▸ **What the exercise asks**
Copy out every one of the lines below word for word, but leave the pictures out of your copy.

▸ **Information shown**
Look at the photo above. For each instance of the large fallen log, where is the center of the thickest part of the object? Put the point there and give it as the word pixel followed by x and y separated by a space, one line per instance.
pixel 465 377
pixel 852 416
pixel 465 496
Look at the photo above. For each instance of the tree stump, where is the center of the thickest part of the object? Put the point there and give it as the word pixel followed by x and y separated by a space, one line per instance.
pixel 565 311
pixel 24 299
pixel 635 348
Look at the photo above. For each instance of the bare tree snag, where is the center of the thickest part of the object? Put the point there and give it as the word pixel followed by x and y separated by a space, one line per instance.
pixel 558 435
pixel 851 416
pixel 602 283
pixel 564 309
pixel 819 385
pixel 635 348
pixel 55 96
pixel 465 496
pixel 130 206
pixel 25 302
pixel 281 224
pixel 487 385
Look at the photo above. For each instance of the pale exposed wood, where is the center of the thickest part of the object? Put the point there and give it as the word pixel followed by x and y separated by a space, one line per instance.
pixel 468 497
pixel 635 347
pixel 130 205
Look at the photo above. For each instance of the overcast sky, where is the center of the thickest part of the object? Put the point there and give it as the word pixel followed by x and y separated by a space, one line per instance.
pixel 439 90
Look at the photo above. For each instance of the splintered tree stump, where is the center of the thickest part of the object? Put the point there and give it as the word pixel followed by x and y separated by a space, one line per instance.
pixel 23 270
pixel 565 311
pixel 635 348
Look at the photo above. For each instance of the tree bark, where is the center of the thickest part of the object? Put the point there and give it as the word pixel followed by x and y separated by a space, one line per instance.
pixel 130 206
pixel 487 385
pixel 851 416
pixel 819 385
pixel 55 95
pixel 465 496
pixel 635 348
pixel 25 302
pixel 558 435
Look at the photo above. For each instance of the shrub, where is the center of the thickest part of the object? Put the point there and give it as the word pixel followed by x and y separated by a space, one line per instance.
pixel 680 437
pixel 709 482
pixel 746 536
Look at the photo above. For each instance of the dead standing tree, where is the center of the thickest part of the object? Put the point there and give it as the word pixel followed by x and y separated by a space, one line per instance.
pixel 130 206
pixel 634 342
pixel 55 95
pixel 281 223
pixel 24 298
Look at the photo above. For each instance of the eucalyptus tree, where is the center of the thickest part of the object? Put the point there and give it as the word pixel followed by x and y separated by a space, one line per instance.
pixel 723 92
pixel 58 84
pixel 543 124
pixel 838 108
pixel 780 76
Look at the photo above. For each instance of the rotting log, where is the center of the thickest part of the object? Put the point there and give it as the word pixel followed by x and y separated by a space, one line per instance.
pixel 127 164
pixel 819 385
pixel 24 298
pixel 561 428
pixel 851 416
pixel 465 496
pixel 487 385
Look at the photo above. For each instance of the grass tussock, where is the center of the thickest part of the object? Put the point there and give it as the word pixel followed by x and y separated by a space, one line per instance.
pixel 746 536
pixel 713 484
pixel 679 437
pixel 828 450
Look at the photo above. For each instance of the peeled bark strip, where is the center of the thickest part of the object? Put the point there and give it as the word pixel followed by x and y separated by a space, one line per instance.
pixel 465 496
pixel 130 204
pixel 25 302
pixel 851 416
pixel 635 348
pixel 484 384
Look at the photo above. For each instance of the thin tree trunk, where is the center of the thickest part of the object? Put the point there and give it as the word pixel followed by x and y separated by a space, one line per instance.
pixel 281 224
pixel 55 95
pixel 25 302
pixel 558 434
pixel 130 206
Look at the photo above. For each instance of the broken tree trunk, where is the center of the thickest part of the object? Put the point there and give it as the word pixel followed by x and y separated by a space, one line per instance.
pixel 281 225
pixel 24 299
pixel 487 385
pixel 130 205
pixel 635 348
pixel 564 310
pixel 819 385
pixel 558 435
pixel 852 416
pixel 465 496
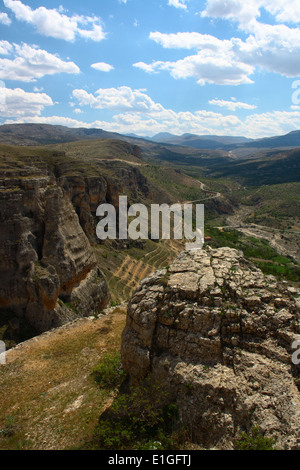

▸ **Exercise output**
Look at the photo above. For each instance of the large fallen log, where is the center of the thickest part of the object? Put the point there and give it as the word pixel followed by x and y separated by a space, one line per instance.
pixel 465 377
pixel 852 416
pixel 465 496
Look at the photo above. For each instance of the tree stump, where is the center of the thickest part of the object? Put the point there and give it as the word pixel followed by x and y separated by a space, one line per instance.
pixel 565 311
pixel 24 299
pixel 635 348
Look at the photo above. For each instance of the bare tree snag, where is the center of the thickest part of the object? Put the point there and give it as the word pixel followed by x and y separated by a space, one line per instance.
pixel 558 435
pixel 851 416
pixel 602 283
pixel 564 309
pixel 819 385
pixel 635 348
pixel 55 96
pixel 465 496
pixel 130 206
pixel 25 302
pixel 281 224
pixel 487 385
Look at the photo above. For each instance of the pale exposed wood, where is the center of the thickest part of the object? Put the point there and give it as the word pixel followed by x and y separated by a space, one line per instance.
pixel 468 497
pixel 635 347
pixel 130 205
Look at the photo above. For each instance of the overcast sky, where is the center of the thickest part of the object? Put the point there and give it as the word pixel followed by x and y separated by a space, one line per instance.
pixel 439 90
Look at the photo above. For each instance of the splintered tree stump, where is the center of the thickest part of the object? Put the point there and give it as the word pixel followed by x and y separated by a space, one line per instance.
pixel 23 270
pixel 565 311
pixel 635 348
Look at the photo above. For each instance of the tree bark, where is the center of the thickest part of the object? Put the point there and give it as the word pixel followed by x and y separated by a space, one line per instance.
pixel 130 206
pixel 487 385
pixel 851 416
pixel 819 385
pixel 55 95
pixel 465 496
pixel 635 348
pixel 25 302
pixel 558 435
Look at the photo above. For each instance of the shrub, where is the center of the thickest part of the object? Put the point there and give it as the word pixel followed by x and y separated by a space, one line per instance.
pixel 680 437
pixel 709 482
pixel 746 536
Look at the photo above. For each instance of the dead standing tree, where is the center of the thickest part of the object? Put the point there and give it as the word pixel followed by x and y separated by a space, one line per instance.
pixel 130 206
pixel 634 342
pixel 55 95
pixel 281 223
pixel 24 298
Look at the photo above. For each instance of the eucalyptus tree, where is the center of the thickest part of the object? Put the point there and give it as the word pixel followed by x and y separated by a space, one line per instance.
pixel 723 92
pixel 58 84
pixel 543 124
pixel 838 108
pixel 780 76
Look at the photo above. For each instance of the rotting log, where is the center of the thickest part of the object? Put the point there and give it as the word pixel followed by x and y separated by a space, one line per instance.
pixel 127 164
pixel 819 385
pixel 24 298
pixel 561 428
pixel 851 416
pixel 465 496
pixel 487 385
Look at the photo above. For each instance of the grass tussock, where is the center of the thickest part of the object? Put the point there and give it as the word pixel followed by x and y separated by a space, one line per instance.
pixel 746 536
pixel 713 484
pixel 679 437
pixel 828 450
Look at the photo above. For each instance of the peeled bark strip, where is the center of the thickest part of the object? Put the point there and give it as the word pixel followed by x and y separated by a space, one line per instance.
pixel 465 496
pixel 130 204
pixel 25 302
pixel 851 416
pixel 635 348
pixel 484 384
Look at the photo above. For each instance of the thin tree trunk, where is the center of the thickest part of the object? Put the point there and give it as the word pixel followed by x and y separated by a space, one line per instance.
pixel 281 224
pixel 55 95
pixel 25 302
pixel 558 434
pixel 130 206
Look at the photo above. For each instance of the broken tree trunk, where is the center of the thickest part of the object? Put the point there and give it as the word pixel followed by x and y separated by a space, one line per instance.
pixel 281 225
pixel 24 299
pixel 487 385
pixel 130 205
pixel 635 348
pixel 564 310
pixel 819 385
pixel 558 435
pixel 852 416
pixel 465 496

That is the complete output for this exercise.